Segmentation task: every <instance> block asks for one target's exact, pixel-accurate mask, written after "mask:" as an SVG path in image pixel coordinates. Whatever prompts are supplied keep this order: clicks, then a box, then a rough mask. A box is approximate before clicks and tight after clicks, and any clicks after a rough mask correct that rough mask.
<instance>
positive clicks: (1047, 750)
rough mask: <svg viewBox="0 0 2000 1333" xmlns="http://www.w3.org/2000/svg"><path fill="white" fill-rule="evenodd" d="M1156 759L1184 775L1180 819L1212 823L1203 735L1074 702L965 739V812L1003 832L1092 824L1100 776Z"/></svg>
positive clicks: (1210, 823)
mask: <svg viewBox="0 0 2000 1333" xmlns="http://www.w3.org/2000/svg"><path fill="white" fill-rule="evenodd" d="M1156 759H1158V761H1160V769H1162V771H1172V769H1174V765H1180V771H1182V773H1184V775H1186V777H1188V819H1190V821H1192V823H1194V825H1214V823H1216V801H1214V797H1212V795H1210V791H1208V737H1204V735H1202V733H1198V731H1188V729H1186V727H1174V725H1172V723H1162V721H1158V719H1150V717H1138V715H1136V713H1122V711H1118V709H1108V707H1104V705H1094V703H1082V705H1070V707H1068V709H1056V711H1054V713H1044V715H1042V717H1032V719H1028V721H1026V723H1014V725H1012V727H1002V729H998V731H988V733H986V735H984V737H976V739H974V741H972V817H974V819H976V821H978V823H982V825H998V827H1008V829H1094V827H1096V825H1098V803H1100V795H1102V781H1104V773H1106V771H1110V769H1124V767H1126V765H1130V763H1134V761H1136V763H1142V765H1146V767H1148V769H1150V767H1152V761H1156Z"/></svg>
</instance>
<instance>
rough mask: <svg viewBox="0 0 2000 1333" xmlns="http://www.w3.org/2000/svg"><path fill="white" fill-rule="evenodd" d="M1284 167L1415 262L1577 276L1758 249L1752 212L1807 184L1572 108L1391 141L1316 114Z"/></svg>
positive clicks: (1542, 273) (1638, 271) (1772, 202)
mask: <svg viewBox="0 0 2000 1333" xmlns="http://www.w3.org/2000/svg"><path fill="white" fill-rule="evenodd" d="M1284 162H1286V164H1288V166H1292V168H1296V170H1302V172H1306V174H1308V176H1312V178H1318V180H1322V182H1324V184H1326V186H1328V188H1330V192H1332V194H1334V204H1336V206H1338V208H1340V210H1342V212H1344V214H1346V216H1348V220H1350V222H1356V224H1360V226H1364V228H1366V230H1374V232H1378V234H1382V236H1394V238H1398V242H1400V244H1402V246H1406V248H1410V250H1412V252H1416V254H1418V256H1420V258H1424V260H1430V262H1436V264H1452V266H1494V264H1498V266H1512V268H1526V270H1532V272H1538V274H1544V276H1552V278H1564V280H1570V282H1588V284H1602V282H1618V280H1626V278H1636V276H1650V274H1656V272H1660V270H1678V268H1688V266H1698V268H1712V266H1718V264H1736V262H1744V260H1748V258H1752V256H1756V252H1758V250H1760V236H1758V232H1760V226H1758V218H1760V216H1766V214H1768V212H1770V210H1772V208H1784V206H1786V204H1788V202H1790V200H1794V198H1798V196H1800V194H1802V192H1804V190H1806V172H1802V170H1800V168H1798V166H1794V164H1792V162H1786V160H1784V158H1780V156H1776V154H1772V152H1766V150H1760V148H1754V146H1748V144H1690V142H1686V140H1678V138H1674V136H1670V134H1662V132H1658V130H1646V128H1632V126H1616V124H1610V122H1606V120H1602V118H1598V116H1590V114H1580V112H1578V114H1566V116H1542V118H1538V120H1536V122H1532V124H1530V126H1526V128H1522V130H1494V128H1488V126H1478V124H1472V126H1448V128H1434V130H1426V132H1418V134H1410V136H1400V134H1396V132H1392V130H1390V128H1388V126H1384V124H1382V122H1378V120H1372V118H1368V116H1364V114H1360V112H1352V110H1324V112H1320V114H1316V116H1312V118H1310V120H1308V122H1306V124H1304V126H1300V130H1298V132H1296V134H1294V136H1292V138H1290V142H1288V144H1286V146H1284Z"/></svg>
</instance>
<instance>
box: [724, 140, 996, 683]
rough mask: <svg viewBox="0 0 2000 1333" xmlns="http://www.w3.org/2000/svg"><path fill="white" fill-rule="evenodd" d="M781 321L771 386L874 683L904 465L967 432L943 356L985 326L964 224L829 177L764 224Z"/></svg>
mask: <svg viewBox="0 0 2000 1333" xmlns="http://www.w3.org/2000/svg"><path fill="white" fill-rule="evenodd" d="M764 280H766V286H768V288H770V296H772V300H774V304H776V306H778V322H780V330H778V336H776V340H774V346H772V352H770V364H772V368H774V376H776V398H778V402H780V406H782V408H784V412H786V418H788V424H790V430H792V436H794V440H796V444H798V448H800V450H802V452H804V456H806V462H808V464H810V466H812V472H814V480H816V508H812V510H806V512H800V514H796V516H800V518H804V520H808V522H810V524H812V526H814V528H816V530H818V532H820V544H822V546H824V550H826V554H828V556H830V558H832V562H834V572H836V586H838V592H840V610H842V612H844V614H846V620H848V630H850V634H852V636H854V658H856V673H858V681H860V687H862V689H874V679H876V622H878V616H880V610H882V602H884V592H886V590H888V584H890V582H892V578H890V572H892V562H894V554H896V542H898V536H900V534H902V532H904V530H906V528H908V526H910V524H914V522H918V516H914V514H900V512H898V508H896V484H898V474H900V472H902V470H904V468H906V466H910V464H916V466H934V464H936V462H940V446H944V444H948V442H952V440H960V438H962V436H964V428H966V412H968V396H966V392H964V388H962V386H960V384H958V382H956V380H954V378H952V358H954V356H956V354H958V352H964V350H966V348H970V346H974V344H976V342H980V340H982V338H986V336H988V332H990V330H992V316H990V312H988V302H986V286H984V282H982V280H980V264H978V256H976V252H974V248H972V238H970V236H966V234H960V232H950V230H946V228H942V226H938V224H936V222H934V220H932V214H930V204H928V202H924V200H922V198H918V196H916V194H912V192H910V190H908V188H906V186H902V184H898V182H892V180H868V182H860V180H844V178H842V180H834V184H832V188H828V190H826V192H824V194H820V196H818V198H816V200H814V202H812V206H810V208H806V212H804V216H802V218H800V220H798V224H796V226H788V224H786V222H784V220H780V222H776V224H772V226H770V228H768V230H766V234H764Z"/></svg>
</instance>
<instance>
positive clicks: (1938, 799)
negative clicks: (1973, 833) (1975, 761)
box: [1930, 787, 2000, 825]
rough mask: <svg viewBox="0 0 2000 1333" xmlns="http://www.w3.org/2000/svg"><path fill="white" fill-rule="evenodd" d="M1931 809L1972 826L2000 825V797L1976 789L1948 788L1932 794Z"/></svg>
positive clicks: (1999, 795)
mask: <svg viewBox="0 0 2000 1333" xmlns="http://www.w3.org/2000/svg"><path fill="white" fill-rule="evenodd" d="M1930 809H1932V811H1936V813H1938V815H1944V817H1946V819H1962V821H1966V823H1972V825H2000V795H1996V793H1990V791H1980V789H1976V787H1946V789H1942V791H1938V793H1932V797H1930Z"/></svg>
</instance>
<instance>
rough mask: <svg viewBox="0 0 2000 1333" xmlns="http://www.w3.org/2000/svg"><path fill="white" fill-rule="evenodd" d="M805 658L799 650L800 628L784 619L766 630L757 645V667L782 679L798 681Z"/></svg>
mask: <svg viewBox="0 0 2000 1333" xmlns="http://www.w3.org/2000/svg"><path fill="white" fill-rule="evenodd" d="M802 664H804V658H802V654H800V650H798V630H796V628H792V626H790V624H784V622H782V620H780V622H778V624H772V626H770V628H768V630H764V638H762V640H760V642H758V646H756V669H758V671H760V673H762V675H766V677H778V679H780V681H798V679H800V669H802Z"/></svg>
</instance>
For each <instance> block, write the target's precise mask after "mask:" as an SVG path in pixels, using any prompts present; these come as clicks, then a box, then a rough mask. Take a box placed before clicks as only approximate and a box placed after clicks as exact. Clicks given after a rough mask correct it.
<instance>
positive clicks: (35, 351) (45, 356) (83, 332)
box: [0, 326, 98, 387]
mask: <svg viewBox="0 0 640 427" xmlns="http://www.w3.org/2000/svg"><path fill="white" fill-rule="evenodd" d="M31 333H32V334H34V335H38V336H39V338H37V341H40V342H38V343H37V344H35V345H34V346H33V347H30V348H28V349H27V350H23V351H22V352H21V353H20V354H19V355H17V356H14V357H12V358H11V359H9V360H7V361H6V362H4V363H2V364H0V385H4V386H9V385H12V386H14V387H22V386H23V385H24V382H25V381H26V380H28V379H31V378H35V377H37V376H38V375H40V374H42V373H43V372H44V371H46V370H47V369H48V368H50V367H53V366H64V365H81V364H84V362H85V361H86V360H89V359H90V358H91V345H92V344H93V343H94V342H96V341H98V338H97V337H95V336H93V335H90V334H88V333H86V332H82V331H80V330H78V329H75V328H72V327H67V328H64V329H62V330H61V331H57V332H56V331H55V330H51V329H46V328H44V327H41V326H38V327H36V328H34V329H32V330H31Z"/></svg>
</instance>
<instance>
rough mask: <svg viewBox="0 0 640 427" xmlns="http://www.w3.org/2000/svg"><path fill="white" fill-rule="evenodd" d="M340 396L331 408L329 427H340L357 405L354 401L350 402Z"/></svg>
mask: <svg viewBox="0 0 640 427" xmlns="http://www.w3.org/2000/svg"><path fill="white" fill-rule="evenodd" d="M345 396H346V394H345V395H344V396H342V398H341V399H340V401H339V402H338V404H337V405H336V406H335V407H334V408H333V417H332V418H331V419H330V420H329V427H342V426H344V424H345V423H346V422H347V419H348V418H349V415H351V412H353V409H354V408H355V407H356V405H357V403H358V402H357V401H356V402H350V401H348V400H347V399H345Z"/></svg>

☆ ☆ ☆ ☆ ☆ ☆ ☆

● Problem to work on: Please count the lines of the material above that contain the string "before", matching case exactly, and reply with only that number.

● Output for this exercise: 2